» **TEXT BLOCK**

The Road to Hell

Another version of this article appears also at Provocative Penguin:

“Ring the bells that still can ring

Forget your perfect offering

There is a crack in everything

That’s how the light gets in”

– Leonard Cohen, Anthem

During revolutionary times one usually finds lurking the utopian tendency: the urge to perfect the world and the expectation that the Kingdom is at hand. Although it is has taken different guises through the ages – from Plato to Christ to Marx to Ray Kurzweil and the Transhumanists – the Kingdom is epitomized through the words of the prophet Isaiah: a paradise where the lion lies down with the lamb, and Man having recognized the image of God within his soul attains perfection (Isaiah 11:6). The dreams of these utopian revolutionaries are often about a new dawn, a new man; freed from ignorance, sin, and alienation.

In the present day, when the political left and right, as well as the religious fundamentalists hostile to both socialism and capitalism, all herald the revolutionary coming of a new, better world, I feel compelled to breathe life into an old, but important, lesson. But you will have to go against your inclinations, as I am confident you will be reluctant to hear me. It has to do with good intentions, or, in the words of Pascal Bruckner,“[t]he ravages wrought by a rhetoric of good intentions”.

Stored entries
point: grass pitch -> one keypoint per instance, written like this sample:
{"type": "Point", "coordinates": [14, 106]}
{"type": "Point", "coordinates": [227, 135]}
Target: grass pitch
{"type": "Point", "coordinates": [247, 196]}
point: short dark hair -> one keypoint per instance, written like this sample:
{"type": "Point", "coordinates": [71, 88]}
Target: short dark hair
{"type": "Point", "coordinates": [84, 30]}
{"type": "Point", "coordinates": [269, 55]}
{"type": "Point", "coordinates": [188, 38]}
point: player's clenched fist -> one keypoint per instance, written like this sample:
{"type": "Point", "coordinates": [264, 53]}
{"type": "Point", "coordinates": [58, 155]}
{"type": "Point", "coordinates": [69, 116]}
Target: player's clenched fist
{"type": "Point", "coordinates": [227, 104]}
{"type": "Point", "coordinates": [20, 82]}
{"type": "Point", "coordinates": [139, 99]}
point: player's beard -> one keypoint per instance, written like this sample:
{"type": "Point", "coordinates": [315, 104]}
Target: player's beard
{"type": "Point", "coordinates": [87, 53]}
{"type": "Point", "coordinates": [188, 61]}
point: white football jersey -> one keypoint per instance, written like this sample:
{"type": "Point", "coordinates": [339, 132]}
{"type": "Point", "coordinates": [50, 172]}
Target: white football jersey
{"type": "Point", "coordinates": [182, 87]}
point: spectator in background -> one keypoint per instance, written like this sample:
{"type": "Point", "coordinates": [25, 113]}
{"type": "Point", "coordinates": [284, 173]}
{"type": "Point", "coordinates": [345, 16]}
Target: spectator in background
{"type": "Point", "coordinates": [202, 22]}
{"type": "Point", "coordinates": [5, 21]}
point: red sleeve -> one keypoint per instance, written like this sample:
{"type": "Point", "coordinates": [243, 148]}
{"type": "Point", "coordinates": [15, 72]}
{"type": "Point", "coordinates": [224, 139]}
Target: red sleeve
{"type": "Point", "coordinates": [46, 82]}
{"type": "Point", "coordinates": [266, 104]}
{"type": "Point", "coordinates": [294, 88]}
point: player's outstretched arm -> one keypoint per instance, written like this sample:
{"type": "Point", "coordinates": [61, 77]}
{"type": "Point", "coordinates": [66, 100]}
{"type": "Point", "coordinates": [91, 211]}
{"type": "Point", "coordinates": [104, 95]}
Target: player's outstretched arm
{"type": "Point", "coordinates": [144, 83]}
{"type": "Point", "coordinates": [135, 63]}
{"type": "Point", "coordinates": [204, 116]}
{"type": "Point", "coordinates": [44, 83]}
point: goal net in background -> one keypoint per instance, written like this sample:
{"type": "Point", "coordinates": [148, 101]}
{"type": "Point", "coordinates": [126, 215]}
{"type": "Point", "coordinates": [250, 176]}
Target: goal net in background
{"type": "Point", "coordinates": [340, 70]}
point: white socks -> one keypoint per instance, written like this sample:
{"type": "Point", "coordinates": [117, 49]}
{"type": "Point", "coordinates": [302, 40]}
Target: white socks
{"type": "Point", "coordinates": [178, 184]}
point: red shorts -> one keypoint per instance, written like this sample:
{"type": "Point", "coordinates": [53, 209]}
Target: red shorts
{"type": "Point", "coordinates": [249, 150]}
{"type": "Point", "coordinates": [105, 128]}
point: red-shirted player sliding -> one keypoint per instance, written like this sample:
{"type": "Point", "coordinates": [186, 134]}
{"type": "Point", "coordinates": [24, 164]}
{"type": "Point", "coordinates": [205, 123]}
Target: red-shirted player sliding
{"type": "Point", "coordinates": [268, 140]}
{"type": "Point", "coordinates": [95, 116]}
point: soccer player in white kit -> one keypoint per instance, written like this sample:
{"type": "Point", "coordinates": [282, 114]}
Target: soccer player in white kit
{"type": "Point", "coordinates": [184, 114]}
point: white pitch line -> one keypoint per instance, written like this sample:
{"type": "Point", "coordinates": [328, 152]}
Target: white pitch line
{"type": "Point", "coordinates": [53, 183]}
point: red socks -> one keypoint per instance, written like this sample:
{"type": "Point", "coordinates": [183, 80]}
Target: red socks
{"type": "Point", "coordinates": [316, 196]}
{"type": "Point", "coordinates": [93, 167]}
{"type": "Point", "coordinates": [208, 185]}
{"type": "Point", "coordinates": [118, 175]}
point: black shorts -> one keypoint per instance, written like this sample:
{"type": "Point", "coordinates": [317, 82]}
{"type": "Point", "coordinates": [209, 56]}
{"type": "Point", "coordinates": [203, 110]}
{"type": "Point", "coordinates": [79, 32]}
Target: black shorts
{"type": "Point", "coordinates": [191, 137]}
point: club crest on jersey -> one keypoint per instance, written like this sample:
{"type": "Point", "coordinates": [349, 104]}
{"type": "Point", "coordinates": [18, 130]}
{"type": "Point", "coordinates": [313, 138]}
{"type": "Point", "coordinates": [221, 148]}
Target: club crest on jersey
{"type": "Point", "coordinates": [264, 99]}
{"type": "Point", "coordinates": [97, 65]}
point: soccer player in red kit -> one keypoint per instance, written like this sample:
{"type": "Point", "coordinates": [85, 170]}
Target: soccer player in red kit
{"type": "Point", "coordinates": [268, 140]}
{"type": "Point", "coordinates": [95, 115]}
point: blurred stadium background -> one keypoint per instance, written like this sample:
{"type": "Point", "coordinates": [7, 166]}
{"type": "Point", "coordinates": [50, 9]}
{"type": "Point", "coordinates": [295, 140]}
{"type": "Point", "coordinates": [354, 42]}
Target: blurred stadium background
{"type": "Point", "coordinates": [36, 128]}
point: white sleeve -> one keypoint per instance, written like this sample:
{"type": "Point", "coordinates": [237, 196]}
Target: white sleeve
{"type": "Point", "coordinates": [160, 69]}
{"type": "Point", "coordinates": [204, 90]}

» **WORK INSTRUCTION 1**
In the Road to Hell essay, who is credited with the phrase about "the ravages wrought by a rhetoric of good intentions"?
» **WORK INSTRUCTION 2**
Please write out the part of the Road to Hell essay that begins at the words "During revolutionary times" and stops after the words "sin, and alienation.".

» **EXERCISE SOLUTION 1**
Pascal Bruckner

» **EXERCISE SOLUTION 2**
During revolutionary times one usually finds lurking the utopian tendency: the urge to perfect the world and the expectation that the Kingdom is at hand. Although it is has taken different guises through the ages – from Plato to Christ to Marx to Ray Kurzweil and the Transhumanists – the Kingdom is epitomized through the words of the prophet Isaiah: a paradise where the lion lies down with the lamb, and Man having recognized the image of God within his soul attains perfection (Isaiah 11:6). The dreams of these utopian revolutionaries are often about a new dawn, a new man; freed from ignorance, sin, and alienation.